Goal: Repeat word for word the section of the essay on Wyatt Earp's guns below that begins with the words containing "Third, the owner" and ends with "words without attribution.".

Wyatt Earp’s Guns

WYATT EARP’S GUNS

By William Urban

On April 17 two guns, one a shotgun, the other a revolver supposedly worn by Wyatt Earp at the famed gunfight at the OK Corral, will sell at auction in Arizona. What should be an exciting event has so far been a bit of a yawner, and it’s worth reflecting why.
One reason, perhaps, is that pubic interest has changed. Back in the 1950s, when the TV show first appeared, the character played by Hugh O’Brien was exactly what the public was looking for — a handsome, courageous, moral man with no interest beyond protecting the public. This had little resemblance to the real Wyatt Earp, but neither did parts of the book on which it was based, Stuart Lake’s Wyatt Earp, Frontier Marshal. However, audiences were accustomed to film biographies that “improved” the story line of the lives of the people supposedly portrayed, and many Americans had been yearning for a law and order person who would be a model for American police forces.
Second, we now know much more about the real Wyatt Earp. There is no universally accepted view of what the gunfight was about, but it certainly wasn’t a showdown between good and evil. The cowboys weren’t saints, but today nobody portrays them as they had been seen in the Fifties. Wyatt and his brothers, too, are more complicated people, neither too good for this world nor too bad to have a place in it. Modern movies take a more sophisticated (or cynical) view of the events in Tombstone in late October of 1881, and portray more sex, violence and dusty clothes.
Third, the owner of the weapons has fallen far in the esteem of those who know Earp lore. Glenn Boyer’s first books were well received and are even today widely cited. But when people began asking what his sources for particular statements were, he was first evasive, implying that his reputation was beyond question, then he said that it was based on a manuscript by Wyatt’s contemporary, Ted Ten Eyck. When pressed, he finally admitted that he had made up the manuscript from sources here and there. His object, he said, was to trap “scholars” who were stealing his words without attribution.

Dataset content:
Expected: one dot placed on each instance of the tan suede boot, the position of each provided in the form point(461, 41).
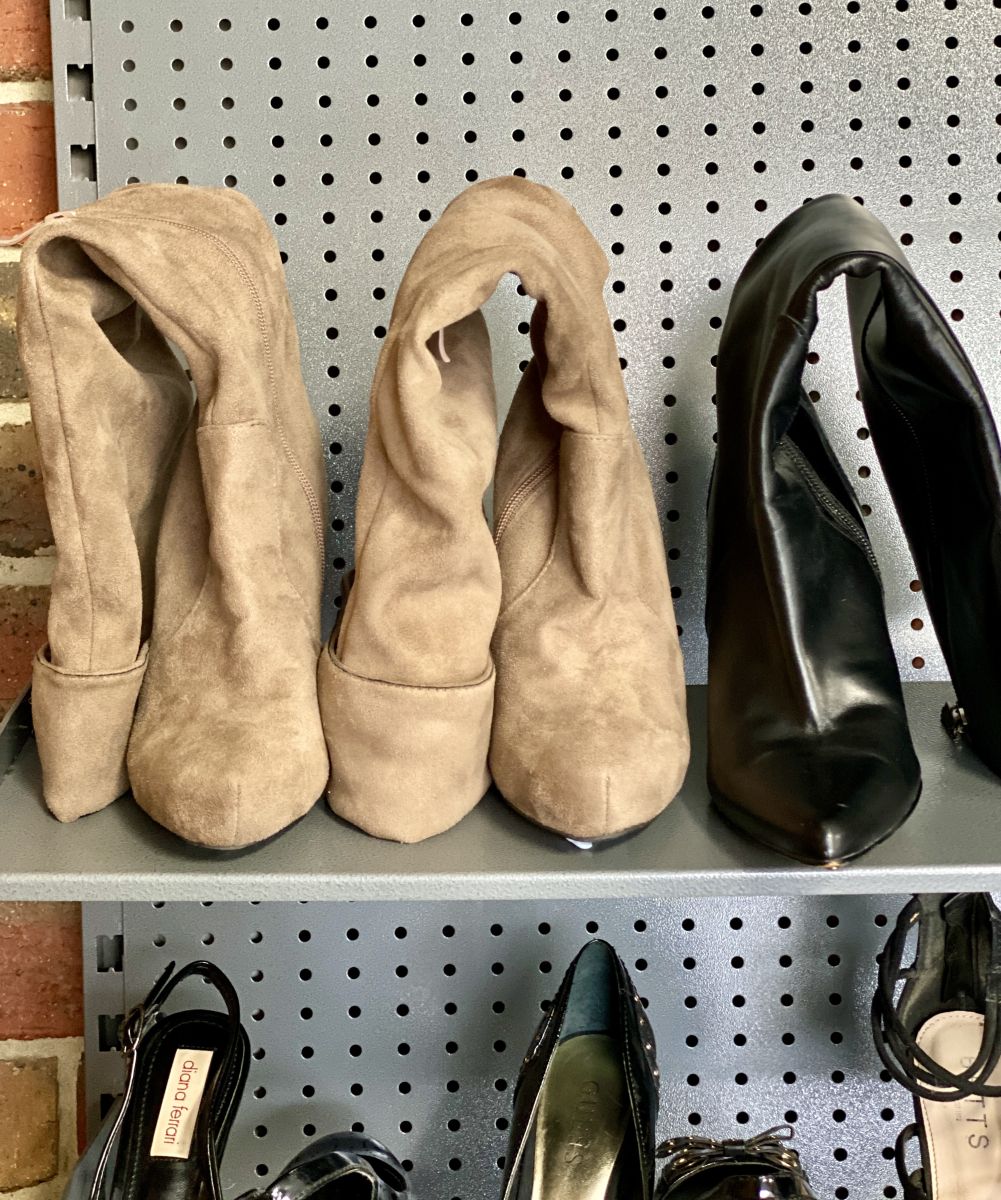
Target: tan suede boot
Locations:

Task response:
Third, the owner of the weapons has fallen far in the esteem of those who know Earp lore. Glenn Boyer’s first books were well received and are even today widely cited. But when people began asking what his sources for particular statements were, he was first evasive, implying that his reputation was beyond question, then he said that it was based on a manuscript by Wyatt’s contemporary, Ted Ten Eyck. When pressed, he finally admitted that he had made up the manuscript from sources here and there. His object, he said, was to trap “scholars” who were stealing his words without attribution.